- DATA FOR THIS TASK
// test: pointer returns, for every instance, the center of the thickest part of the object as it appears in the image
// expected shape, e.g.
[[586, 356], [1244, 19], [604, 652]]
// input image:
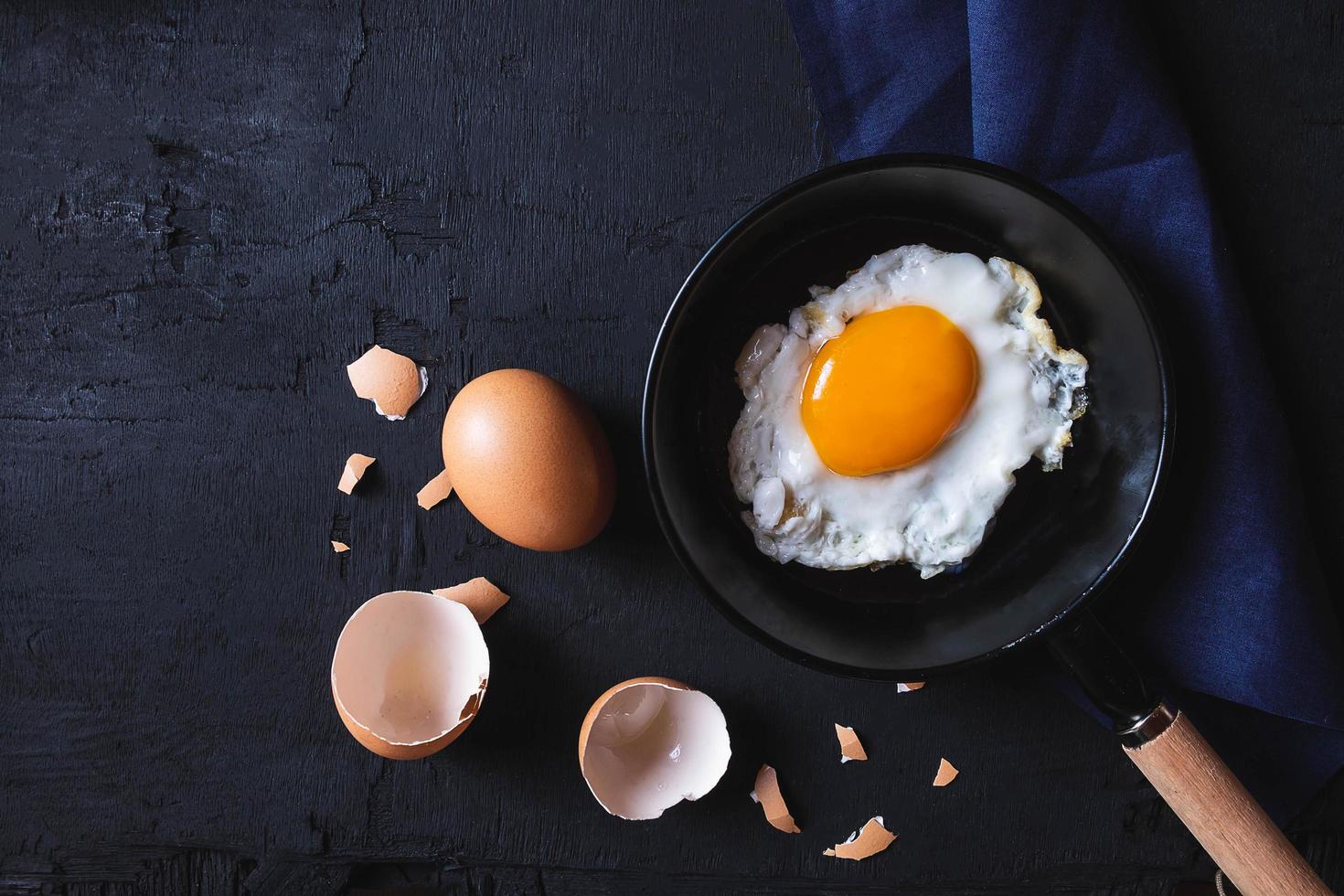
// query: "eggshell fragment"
[[355, 466], [409, 673], [434, 491], [869, 841], [772, 801], [390, 380], [849, 747], [528, 460], [649, 743], [479, 595]]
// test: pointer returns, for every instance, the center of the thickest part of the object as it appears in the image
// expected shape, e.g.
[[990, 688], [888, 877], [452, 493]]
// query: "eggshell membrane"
[[649, 743], [390, 380], [528, 460], [409, 673]]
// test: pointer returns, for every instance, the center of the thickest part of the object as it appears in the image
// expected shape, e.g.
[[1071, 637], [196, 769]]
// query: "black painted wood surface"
[[208, 209]]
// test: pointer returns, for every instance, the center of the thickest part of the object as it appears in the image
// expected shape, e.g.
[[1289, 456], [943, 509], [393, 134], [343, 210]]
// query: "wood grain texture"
[[1229, 824], [208, 209]]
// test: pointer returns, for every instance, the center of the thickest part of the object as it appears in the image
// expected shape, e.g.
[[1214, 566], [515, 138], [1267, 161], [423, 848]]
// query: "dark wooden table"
[[208, 209]]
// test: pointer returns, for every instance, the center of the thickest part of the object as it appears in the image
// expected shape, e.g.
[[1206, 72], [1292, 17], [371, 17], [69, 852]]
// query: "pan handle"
[[1184, 770], [1226, 819]]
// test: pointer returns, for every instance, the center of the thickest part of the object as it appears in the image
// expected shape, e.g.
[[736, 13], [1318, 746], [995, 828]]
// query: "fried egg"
[[886, 421]]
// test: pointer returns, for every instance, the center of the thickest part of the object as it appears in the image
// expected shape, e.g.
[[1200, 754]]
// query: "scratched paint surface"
[[206, 214]]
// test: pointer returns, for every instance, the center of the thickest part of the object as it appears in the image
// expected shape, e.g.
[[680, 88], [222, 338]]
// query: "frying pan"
[[1060, 536]]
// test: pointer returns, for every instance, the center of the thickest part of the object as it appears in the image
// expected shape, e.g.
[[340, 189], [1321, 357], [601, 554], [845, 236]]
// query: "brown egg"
[[528, 460]]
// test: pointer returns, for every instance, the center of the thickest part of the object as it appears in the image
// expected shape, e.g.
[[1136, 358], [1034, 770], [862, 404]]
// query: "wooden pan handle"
[[1229, 824]]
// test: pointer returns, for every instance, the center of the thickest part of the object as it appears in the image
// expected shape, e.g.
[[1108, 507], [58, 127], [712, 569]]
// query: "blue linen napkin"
[[1069, 93]]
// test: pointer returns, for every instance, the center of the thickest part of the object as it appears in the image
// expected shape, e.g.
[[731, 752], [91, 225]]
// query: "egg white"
[[932, 515]]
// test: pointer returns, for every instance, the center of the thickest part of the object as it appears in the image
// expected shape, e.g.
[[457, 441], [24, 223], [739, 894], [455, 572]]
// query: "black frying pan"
[[1057, 540]]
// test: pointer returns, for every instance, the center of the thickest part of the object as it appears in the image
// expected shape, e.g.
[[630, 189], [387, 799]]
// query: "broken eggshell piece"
[[649, 743], [772, 801], [851, 749], [867, 841], [355, 466], [409, 673], [434, 491], [390, 380], [480, 595]]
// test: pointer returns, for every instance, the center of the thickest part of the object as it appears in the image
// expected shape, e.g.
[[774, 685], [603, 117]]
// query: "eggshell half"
[[649, 743], [867, 841], [528, 460], [390, 380], [409, 673]]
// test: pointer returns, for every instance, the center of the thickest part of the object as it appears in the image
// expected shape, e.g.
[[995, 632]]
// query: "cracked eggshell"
[[528, 460], [409, 673], [649, 743], [390, 380]]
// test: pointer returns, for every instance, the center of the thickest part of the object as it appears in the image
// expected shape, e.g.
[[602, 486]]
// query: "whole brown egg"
[[529, 461]]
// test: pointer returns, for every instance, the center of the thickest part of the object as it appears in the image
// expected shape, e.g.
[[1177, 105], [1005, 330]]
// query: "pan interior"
[[1057, 535]]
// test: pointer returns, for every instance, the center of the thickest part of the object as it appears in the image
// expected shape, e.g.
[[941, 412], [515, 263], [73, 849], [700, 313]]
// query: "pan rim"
[[863, 165]]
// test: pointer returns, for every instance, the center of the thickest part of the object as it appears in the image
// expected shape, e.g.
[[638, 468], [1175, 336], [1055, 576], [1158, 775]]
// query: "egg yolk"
[[884, 392]]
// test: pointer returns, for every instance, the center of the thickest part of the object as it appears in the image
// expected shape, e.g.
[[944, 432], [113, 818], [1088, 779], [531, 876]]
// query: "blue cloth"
[[1070, 94]]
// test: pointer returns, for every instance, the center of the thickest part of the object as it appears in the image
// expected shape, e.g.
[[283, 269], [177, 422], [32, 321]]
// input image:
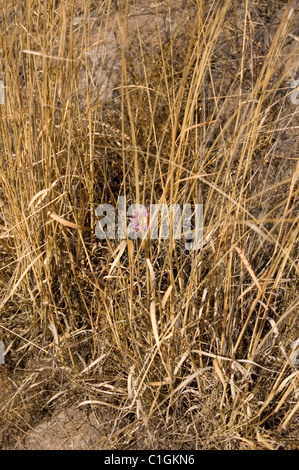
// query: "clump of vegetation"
[[173, 348]]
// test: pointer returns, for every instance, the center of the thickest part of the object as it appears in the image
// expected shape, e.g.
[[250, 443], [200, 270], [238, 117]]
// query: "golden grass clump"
[[164, 102]]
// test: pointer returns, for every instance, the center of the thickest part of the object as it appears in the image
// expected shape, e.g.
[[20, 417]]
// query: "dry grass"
[[175, 349]]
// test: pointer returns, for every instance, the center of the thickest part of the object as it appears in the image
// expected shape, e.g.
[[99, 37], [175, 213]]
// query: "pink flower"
[[139, 220]]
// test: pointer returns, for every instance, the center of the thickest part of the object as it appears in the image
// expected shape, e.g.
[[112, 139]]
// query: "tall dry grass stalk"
[[181, 349]]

- THE EXERCISE
Replace "expected shape" with "sample output" in the records from the start through the line holding "[[1184, 770], [1226, 819]]", inclusive, and give those lines back with nothing else changed. Leave the pictures out of your answer.

- TASK OUTPUT
// test: pointer returns, for every instance, the center of the thickest part of the object as it appears in the image
// sample output, e.g.
[[586, 356], [1244, 19], [604, 652]]
// input image:
// query: "eggshell fragment"
[[355, 466], [409, 673], [434, 491], [869, 841], [772, 801], [390, 380], [849, 747], [528, 460], [649, 743], [479, 595]]
// test: pointer returns, for every instance, the center of the thickest part of the object as it appears in the image
// sample output, e.g.
[[990, 688], [888, 877], [452, 493]]
// query: "eggshell membrane"
[[649, 743], [390, 380], [528, 460], [409, 673]]
// test: pointer returns, for every instance, the center of the thickest part of the object as it appears in the image
// sample output, e.g.
[[1071, 637], [196, 769]]
// query: "black painted wood surface"
[[208, 209]]
// test: pointer returns, for every instance, the center of the thickest part of the object as it appears in the image
// sample output, e.g.
[[1289, 456], [943, 509], [393, 134], [343, 210]]
// query: "wood grain texture"
[[1229, 824], [208, 209]]
// test: pointer returns, for every instance, the center of the thickest part of the object as it appears in the image
// sample output, e.g.
[[1214, 566], [515, 138], [1267, 161], [423, 848]]
// query: "dark wooden table"
[[208, 209]]
// test: pointer returns, for every instance, the center of the thickest part of the object as it appears in the image
// sample output, e.g.
[[1206, 72], [1292, 17], [371, 17], [69, 852]]
// query: "pan handle"
[[1184, 770], [1226, 819]]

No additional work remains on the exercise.